Problem to work on:
Can you copy out the lines again, requests included, beginning at the line that contains "of the track" and stopping after the line that contains "[[120, 187]]"? Scale every point coordinate in the answers by 0.3, rounding to whole numbers with halves going up.

Data for processing:
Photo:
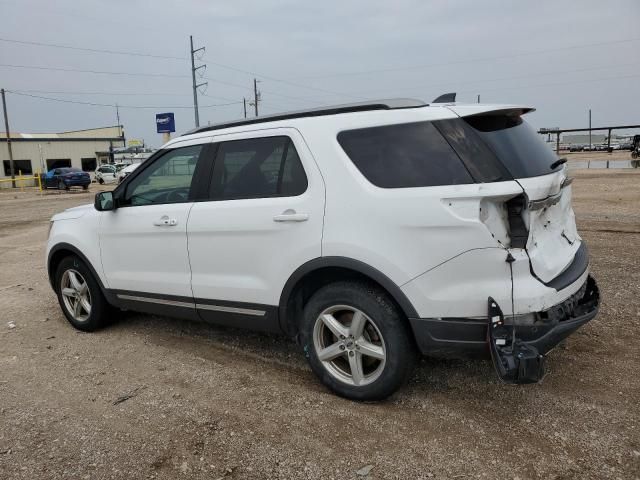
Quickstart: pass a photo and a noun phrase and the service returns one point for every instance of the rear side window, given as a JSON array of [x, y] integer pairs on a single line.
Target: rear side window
[[474, 153], [515, 143], [402, 156], [257, 167]]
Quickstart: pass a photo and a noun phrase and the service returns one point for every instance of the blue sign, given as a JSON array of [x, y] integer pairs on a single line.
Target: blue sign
[[165, 123]]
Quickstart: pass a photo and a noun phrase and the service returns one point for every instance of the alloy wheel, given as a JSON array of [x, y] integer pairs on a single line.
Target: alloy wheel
[[76, 295], [349, 345]]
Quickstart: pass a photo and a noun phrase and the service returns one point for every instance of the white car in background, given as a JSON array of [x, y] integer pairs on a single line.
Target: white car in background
[[122, 174], [105, 174]]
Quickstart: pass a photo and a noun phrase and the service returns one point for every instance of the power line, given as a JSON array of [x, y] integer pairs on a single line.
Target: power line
[[554, 84], [98, 72], [93, 50], [95, 104], [279, 80], [498, 79], [116, 94], [475, 60], [170, 57]]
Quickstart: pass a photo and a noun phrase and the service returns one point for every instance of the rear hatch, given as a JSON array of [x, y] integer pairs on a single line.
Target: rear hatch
[[552, 239]]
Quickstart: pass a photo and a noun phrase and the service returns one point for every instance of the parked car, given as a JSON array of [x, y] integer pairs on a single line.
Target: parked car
[[66, 177], [371, 233], [105, 174], [122, 174]]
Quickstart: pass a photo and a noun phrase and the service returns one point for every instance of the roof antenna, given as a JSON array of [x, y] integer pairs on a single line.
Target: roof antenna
[[446, 98]]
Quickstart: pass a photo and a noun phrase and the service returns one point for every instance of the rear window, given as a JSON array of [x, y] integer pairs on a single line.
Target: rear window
[[402, 156], [515, 143]]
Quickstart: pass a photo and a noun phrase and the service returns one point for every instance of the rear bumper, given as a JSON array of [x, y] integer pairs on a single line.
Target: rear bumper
[[461, 337]]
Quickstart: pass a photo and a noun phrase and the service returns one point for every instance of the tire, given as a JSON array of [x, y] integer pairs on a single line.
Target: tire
[[381, 331], [69, 295]]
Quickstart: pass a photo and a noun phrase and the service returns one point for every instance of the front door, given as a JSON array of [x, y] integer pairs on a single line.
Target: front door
[[262, 221], [143, 242]]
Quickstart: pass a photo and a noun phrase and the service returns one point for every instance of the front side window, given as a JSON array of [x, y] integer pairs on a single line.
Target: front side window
[[404, 155], [257, 167], [167, 180]]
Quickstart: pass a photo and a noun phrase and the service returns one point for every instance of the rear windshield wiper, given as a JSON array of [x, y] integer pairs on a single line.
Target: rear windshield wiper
[[557, 163]]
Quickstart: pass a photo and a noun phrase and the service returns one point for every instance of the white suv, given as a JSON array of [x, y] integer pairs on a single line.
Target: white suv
[[369, 232]]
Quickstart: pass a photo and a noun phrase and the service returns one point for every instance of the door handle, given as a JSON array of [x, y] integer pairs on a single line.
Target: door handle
[[165, 221], [291, 216]]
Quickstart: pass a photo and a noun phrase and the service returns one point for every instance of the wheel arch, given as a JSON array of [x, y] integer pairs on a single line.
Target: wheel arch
[[321, 271], [62, 250]]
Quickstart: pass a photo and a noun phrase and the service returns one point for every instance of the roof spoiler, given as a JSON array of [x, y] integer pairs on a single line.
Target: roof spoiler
[[446, 98]]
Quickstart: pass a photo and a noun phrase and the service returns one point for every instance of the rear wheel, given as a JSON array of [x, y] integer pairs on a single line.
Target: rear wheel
[[80, 296], [356, 341]]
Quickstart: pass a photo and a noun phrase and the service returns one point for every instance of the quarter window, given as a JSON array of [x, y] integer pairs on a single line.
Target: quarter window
[[405, 155], [166, 180], [258, 167]]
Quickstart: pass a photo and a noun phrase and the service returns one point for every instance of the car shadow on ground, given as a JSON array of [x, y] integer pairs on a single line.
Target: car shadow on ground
[[430, 374]]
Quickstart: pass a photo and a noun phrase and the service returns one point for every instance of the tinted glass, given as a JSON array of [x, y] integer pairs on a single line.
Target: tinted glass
[[88, 164], [407, 155], [166, 180], [259, 167], [481, 162], [19, 166], [515, 143]]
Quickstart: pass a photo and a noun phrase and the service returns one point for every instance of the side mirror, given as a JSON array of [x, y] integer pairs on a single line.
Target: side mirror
[[104, 201]]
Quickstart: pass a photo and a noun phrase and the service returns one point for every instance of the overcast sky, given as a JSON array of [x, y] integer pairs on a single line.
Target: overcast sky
[[561, 57]]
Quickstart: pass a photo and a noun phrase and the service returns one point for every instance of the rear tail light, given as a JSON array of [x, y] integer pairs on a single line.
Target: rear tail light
[[504, 219], [517, 229]]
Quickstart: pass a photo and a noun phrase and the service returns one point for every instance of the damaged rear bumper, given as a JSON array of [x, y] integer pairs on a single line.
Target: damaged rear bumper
[[465, 337]]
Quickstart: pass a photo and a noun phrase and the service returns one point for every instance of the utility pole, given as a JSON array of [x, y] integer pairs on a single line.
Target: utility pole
[[256, 95], [118, 118], [590, 130], [193, 79], [6, 127]]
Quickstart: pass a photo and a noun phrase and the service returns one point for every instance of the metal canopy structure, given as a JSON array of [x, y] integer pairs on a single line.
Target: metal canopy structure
[[558, 131]]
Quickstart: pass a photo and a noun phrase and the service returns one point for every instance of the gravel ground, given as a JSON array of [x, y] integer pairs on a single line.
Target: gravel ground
[[151, 397]]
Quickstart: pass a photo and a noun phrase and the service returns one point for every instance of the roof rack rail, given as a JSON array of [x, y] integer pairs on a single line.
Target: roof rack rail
[[446, 98], [391, 104]]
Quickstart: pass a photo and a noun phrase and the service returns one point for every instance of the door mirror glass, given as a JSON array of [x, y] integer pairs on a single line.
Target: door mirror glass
[[104, 201]]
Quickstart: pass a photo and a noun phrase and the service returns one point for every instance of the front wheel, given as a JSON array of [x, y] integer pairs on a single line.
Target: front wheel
[[80, 296], [356, 341]]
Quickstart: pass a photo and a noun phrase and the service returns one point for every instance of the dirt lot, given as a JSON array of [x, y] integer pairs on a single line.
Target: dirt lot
[[211, 403]]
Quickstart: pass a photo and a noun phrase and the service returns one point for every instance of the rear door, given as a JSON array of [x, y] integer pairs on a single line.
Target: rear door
[[263, 219]]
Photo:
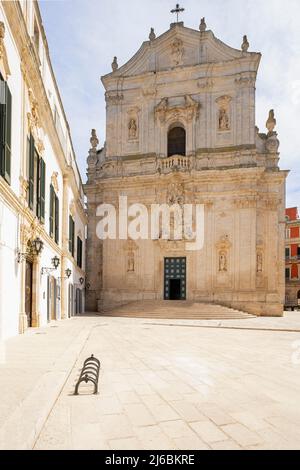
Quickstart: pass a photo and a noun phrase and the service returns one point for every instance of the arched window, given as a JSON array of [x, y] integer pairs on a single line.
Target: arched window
[[176, 141]]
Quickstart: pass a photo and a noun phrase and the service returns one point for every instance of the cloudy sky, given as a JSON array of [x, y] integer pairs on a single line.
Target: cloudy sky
[[84, 35]]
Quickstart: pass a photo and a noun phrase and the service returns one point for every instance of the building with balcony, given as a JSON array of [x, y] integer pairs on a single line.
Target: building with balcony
[[42, 216], [292, 258], [180, 129]]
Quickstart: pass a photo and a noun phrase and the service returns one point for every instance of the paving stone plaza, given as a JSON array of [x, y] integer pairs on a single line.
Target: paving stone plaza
[[164, 384]]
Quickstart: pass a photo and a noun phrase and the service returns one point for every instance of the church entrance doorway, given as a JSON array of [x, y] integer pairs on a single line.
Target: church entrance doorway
[[175, 279]]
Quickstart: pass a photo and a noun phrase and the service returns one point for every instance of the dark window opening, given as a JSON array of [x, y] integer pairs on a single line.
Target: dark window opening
[[175, 289], [176, 141], [36, 180], [287, 273]]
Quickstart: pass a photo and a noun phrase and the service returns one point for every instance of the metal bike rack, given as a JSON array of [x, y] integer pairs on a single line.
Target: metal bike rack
[[89, 373]]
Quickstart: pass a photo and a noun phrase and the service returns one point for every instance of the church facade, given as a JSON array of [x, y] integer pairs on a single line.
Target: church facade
[[180, 129]]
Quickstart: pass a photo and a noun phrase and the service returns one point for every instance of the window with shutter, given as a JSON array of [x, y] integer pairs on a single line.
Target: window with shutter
[[51, 212], [71, 235], [31, 172], [5, 131], [42, 189], [79, 252], [56, 219]]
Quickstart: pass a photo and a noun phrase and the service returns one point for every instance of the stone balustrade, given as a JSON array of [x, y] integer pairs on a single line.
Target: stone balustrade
[[176, 162]]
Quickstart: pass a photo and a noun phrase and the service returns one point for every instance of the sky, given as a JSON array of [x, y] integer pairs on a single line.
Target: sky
[[85, 35]]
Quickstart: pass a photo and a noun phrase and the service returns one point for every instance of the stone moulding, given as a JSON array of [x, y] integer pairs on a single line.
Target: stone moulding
[[184, 106]]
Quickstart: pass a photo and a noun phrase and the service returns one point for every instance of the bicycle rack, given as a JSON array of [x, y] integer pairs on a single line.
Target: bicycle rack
[[89, 373]]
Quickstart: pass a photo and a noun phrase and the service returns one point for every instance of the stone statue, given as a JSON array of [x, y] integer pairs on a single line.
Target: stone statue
[[132, 127], [245, 45], [94, 140], [259, 262], [114, 64], [202, 26], [223, 120], [223, 262], [130, 262], [152, 34], [271, 122], [177, 51]]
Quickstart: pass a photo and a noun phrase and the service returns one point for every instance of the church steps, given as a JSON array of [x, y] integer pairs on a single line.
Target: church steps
[[176, 310]]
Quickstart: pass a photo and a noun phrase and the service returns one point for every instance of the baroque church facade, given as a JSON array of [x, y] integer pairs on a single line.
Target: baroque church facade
[[180, 128]]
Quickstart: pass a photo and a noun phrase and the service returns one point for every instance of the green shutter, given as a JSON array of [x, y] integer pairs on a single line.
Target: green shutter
[[38, 184], [71, 235], [7, 172], [31, 172], [56, 219], [5, 131], [42, 189], [2, 133], [79, 252], [51, 211]]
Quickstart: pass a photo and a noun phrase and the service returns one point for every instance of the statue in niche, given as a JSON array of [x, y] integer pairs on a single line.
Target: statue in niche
[[132, 127], [177, 51], [130, 262], [223, 120], [223, 262], [259, 262]]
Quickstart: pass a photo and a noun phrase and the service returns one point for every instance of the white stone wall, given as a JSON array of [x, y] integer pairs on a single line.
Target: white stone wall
[[35, 104]]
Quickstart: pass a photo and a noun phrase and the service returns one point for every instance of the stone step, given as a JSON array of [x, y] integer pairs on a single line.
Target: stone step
[[183, 310]]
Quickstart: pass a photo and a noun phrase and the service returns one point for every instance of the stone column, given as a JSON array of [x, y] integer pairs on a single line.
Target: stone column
[[36, 282]]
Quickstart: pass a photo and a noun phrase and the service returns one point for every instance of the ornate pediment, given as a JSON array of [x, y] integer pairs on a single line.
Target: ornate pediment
[[180, 47]]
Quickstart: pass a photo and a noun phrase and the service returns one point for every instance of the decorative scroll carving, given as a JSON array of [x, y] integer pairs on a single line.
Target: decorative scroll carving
[[113, 97], [205, 84], [245, 81]]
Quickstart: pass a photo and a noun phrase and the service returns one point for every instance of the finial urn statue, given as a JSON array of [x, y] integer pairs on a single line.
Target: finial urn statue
[[114, 64], [271, 122], [152, 34], [94, 140], [245, 45], [202, 26]]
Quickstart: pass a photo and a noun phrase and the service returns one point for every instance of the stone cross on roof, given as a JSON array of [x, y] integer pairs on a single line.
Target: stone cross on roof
[[177, 10]]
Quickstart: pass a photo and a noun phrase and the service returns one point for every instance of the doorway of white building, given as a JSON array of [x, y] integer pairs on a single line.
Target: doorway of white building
[[28, 291]]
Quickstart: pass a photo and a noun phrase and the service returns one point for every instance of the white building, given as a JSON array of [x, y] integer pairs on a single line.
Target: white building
[[41, 196]]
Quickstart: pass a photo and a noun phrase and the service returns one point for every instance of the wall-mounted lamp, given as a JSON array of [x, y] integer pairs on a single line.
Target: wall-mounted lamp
[[68, 273], [35, 248], [55, 261]]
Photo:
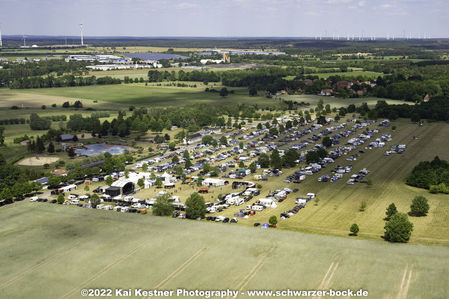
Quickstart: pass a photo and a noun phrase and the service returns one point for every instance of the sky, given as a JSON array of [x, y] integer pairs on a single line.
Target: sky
[[227, 18]]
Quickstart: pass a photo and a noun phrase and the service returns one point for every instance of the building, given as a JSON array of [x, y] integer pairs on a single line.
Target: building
[[108, 67], [214, 182], [326, 92], [99, 57], [120, 187], [216, 61], [65, 137]]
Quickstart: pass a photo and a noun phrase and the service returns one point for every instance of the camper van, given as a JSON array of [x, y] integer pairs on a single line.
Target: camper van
[[257, 208]]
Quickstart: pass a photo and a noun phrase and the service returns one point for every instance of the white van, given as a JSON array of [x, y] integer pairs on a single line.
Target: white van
[[257, 208]]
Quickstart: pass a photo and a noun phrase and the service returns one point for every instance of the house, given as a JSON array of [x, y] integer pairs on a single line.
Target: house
[[214, 182], [66, 137], [67, 188], [120, 187], [266, 202], [344, 84], [195, 137], [326, 92], [308, 82]]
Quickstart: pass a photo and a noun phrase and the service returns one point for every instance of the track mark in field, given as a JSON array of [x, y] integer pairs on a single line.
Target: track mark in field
[[102, 271], [327, 279], [178, 270], [405, 283], [35, 267], [254, 270]]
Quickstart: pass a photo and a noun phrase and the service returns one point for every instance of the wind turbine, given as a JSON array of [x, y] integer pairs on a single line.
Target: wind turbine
[[82, 35]]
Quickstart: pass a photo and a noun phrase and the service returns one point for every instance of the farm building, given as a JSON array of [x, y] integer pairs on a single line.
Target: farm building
[[122, 186], [65, 137], [67, 188], [214, 182]]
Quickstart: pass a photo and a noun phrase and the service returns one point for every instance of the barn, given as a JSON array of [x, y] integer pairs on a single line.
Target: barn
[[120, 187]]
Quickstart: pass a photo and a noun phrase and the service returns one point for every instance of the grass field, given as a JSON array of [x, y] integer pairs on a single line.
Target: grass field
[[139, 94], [339, 203], [26, 98], [340, 102], [53, 251]]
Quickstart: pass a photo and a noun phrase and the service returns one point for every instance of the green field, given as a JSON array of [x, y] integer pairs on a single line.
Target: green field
[[139, 94], [339, 102], [339, 203], [53, 251]]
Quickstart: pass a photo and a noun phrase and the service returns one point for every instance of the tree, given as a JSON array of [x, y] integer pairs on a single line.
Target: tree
[[354, 229], [290, 157], [51, 148], [61, 198], [275, 160], [71, 152], [223, 140], [2, 137], [362, 206], [253, 167], [141, 182], [398, 228], [109, 180], [252, 91], [207, 139], [39, 123], [78, 104], [163, 205], [95, 200], [327, 142], [264, 161], [188, 163], [195, 206], [419, 206], [158, 182], [186, 155], [224, 92], [391, 210]]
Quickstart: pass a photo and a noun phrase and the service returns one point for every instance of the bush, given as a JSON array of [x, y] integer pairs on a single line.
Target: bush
[[391, 210], [195, 206], [362, 206], [354, 229], [163, 205], [398, 228], [419, 206], [95, 200], [61, 198]]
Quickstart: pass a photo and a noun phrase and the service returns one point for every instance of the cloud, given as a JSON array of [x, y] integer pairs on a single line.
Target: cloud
[[187, 5]]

Completed task:
Quickstart: pass a photo and a noun phrase and the service returns one point for every instance of the track mark in field, given as a JSON array of [x, y] integer pairs on a single line.
Target: track mark in field
[[31, 81], [98, 84], [53, 81], [122, 85], [11, 80], [76, 81]]
Quickstart: pass a photo and a noun phrase and the service returns one point for every instance of the wind turbine, given as a JSON array of [x, y] integer pairs on a single line.
Target: wind turbine
[[25, 11]]
Quickstart: pass a photo and a noun phrase and the service returns one point for every instance of the farm building, given as a JSON array of [x, y] integer pairs on a single line.
Target: farm building
[[37, 56], [20, 41], [20, 56], [64, 55]]
Quickstart: pass a photo and a noun phrase and the service returns one point for every instance of the barn, given as a JSON array of [x, y] integer pairs on a single line.
Target: barn
[[36, 56]]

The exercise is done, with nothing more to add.